▶ **STUDY QUESTIONS**:
**a.** In the article on medicine costs, do the following statements agree with the text? Answer each with yes or no and quote the words that decide it.
(i) Practitioners under the UK's NHS may prescribe whatever medicines they choose.
(ii) Bernie Sanders posted the list of drug prices on Facebook.
(iii) Nepal's Health Minister stated that some importers charged as much as 2200 times the actual cost.
**b.** Answer these questions from the article on medicine costs.
(i) Which government set up the original National Health Service?
(ii) In the one particular instance given, how many times its Canadian cost was a drug's price in the States?
(iii) How long did Gagan K Thapa serve as Health Minister?
**c.** Reproduce the portion of the article on medicine costs that opens with the words containing "It showed that" and closes with "cost in Canada!".

In the United
Kingdom of the 21st Century, there is still some remnant of the original
National Health Service (NHS) set up by the Attlee Government which came into
power after World War II. Though the NHS has had its ups and downs, it still
continues to provide widespread health service to the people of the UK. In the setting of the 'Socialised medicine
'of the UK, the practitioners cannot prescribe as they want but have to do so
from the approved list of medicines. In
this there are a limited number of drugs of proven efficacy and not a plethora
of new ones. Tonics are out and if a
doctor prescribes it unnecessarily, s/he is always subject to be made to pay
for it! The doctor is discouraged from
prescribing too much medication.
The elevated cost
of medicines in use has been exemplified by a list which the US Senator of
Vermont Bernie Sanders posted in Facebook.
It showed that there is a vast
difference between the drug prices in Canada, where there is a somewhat 'State
Service' for health and America where it is private enterprise provided by
independent organisations and individuals.
In one particular instance, the price of a particular drug in the States
was, eight times what it cost in Canada!
Such is the situation in a highly
developed country where the pharmaceutical concerns have to cater to the
demands of the organisations or individual practitioners using their
products. They have to provide for the
'Pharmaceutical Lunches or Dinners at times of medical conferences or get togethers. Such a situation is very much prevalent in
Gagan K Thapa, during the course of his ten months as Health Minister tried to bring about many changes in the Health & Population Ministry of Nepal. How much of what he initiated will be implemented and remain in five years or even in one year's time is any ones guess? During the course of his visit to WHO in May 2017 our Health Minister had made a plea for general reduction in the cost of medicine and medical accessories. He stated that some importers were charging as much as 2200 times the actual cost. He divulged too that some preliminary discussions had taken place with concerns in India and Bangladesh. His intention, like that of the Govt. of India was to consider the prospect of buying medicines in bulk and supplying them at the reduced costs to the population at large. A very noble thought if implementable.

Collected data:
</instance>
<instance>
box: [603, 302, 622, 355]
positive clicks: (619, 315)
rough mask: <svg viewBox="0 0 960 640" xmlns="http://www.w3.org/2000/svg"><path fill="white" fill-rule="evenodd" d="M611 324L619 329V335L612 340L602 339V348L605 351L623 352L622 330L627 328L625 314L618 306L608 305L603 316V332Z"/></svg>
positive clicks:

▶ **ANSWERS IN ORDER**:
**a.**
(i) No: "the practitioners cannot prescribe as they want but have to do so from the approved list of medicines"
(ii) Yes: "a list which the US Senator of Vermont Bernie Sanders posted in Facebook"
(iii) Yes: "some importers were charging as much as 2200 times the actual cost"

**b.**
(i) The Attlee Government
(ii) Eight times
(iii) Ten months

**c.**
It showed that there is a vast
difference between the drug prices in Canada, where there is a somewhat 'State
Service' for health and America where it is private enterprise provided by
independent organisations and individuals.
In one particular instance, the price of a particular drug in the States
was, eight times what it cost in Canada!